*Work task*. Copy each line of the entries beneath that contains the word "pixel".

*Source data*.
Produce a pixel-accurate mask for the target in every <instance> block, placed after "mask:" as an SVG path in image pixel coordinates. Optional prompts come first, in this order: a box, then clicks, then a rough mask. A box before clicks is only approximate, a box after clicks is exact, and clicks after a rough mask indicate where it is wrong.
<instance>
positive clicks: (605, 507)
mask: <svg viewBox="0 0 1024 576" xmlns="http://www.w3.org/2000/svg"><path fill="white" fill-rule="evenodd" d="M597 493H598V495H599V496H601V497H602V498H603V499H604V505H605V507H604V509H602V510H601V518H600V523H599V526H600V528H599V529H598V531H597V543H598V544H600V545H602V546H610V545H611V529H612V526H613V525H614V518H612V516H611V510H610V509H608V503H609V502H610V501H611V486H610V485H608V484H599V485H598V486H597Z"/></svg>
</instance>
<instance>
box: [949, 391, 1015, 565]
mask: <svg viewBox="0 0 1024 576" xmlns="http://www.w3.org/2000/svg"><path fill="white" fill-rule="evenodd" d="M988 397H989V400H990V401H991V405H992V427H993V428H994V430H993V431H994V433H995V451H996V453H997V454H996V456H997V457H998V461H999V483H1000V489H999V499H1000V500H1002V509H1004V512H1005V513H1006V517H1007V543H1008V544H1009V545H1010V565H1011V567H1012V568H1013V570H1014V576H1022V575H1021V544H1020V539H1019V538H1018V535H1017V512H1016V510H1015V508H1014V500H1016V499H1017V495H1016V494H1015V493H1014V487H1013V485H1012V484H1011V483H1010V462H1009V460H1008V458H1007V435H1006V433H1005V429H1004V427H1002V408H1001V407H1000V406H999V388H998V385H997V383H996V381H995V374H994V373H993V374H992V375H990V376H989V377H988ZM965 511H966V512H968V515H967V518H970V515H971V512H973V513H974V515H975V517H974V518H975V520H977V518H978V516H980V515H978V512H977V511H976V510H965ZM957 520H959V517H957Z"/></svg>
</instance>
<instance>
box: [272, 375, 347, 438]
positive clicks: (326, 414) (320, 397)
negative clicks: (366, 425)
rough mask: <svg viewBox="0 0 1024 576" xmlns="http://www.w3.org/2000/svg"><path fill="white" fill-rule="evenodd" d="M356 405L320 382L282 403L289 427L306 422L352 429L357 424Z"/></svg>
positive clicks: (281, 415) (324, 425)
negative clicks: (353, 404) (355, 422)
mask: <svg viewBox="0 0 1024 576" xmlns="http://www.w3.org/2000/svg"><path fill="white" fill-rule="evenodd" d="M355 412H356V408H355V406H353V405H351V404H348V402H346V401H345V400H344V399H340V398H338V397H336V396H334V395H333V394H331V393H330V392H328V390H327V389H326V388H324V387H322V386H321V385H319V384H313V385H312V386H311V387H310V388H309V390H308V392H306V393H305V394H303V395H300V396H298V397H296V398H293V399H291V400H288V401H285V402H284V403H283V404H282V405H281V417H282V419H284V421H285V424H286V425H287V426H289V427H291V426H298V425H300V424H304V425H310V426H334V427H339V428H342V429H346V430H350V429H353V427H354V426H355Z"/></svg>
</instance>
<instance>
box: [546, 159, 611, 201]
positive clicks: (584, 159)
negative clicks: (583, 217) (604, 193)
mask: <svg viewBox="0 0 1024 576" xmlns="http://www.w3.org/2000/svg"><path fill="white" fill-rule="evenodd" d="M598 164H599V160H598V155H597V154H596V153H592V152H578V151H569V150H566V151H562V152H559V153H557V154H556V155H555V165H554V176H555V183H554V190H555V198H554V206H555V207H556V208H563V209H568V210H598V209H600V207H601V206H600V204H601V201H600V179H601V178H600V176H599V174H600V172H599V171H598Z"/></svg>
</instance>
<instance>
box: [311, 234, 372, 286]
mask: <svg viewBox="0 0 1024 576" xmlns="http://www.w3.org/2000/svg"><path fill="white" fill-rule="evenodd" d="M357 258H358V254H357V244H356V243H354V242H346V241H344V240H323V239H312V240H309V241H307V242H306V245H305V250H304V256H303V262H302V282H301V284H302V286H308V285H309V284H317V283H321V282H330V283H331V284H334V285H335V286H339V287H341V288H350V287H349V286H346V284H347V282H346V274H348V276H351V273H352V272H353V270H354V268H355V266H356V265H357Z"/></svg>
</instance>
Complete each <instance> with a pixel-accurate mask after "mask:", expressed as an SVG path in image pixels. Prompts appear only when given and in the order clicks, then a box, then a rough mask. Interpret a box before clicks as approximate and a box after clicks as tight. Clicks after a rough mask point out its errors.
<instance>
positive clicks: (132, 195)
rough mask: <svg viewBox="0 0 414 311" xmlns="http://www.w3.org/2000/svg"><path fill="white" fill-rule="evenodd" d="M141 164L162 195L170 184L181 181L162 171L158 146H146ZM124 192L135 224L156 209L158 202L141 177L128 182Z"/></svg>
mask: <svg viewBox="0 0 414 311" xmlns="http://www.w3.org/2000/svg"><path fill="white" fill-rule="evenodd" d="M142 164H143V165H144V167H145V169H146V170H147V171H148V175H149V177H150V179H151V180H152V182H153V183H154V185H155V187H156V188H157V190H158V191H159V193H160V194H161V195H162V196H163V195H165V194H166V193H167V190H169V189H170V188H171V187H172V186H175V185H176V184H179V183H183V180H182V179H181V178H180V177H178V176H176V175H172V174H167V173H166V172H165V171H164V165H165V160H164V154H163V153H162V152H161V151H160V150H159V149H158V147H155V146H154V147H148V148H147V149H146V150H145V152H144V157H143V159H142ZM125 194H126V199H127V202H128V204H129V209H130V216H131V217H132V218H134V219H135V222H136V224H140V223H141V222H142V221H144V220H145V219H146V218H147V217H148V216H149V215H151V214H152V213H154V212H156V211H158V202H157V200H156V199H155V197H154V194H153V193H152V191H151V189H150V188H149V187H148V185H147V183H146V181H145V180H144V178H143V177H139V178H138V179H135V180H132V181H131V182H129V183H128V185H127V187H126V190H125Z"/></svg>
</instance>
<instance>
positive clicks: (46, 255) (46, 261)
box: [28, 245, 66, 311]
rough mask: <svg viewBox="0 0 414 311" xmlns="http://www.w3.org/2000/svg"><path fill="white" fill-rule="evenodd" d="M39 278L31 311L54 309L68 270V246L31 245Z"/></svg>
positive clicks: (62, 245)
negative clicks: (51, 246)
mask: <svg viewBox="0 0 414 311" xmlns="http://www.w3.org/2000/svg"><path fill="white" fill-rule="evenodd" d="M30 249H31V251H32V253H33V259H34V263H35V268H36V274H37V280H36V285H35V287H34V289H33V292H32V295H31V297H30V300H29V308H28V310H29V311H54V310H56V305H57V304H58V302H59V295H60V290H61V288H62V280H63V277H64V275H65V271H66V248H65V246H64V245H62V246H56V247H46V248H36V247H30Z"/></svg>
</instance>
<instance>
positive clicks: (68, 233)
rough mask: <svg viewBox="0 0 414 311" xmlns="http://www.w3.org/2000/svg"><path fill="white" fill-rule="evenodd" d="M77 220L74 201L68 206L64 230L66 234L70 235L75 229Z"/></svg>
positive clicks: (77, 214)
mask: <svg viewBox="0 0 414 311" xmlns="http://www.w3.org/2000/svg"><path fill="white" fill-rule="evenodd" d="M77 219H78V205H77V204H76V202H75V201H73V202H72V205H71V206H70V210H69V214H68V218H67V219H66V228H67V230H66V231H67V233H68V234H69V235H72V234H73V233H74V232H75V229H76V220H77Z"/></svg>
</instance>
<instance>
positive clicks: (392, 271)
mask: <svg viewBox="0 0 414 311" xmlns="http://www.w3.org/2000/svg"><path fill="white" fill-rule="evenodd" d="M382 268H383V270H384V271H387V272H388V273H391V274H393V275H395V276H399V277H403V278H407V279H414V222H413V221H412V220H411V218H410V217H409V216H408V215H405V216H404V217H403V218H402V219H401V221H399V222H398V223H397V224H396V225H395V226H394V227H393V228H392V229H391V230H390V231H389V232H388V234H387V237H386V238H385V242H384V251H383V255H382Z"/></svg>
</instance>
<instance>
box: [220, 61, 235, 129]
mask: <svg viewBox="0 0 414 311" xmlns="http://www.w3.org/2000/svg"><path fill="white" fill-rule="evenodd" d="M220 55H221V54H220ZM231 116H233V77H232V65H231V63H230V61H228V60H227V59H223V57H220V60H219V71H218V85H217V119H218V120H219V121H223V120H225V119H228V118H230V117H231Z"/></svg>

*Solution below*.
Produce a pixel-accurate mask for the target in every <instance> block, placed after "mask:" as an SVG path in image pixel coordinates. Optional prompts come first, in this order: a box, then clicks, then a rough mask. A box before clicks is only approximate, a box after clicks is exact, and clicks after a rough mask indicate where it is wrong.
Complete each <instance> with a pixel-accurate mask after "mask:", expressed as an SVG path in image pixels. Prompts appear only when given and in the order clicks, then a box, then a rough mask. Interpret a box before clicks as approximate and a box after clicks as tight. Clicks after a rough mask point out its errors.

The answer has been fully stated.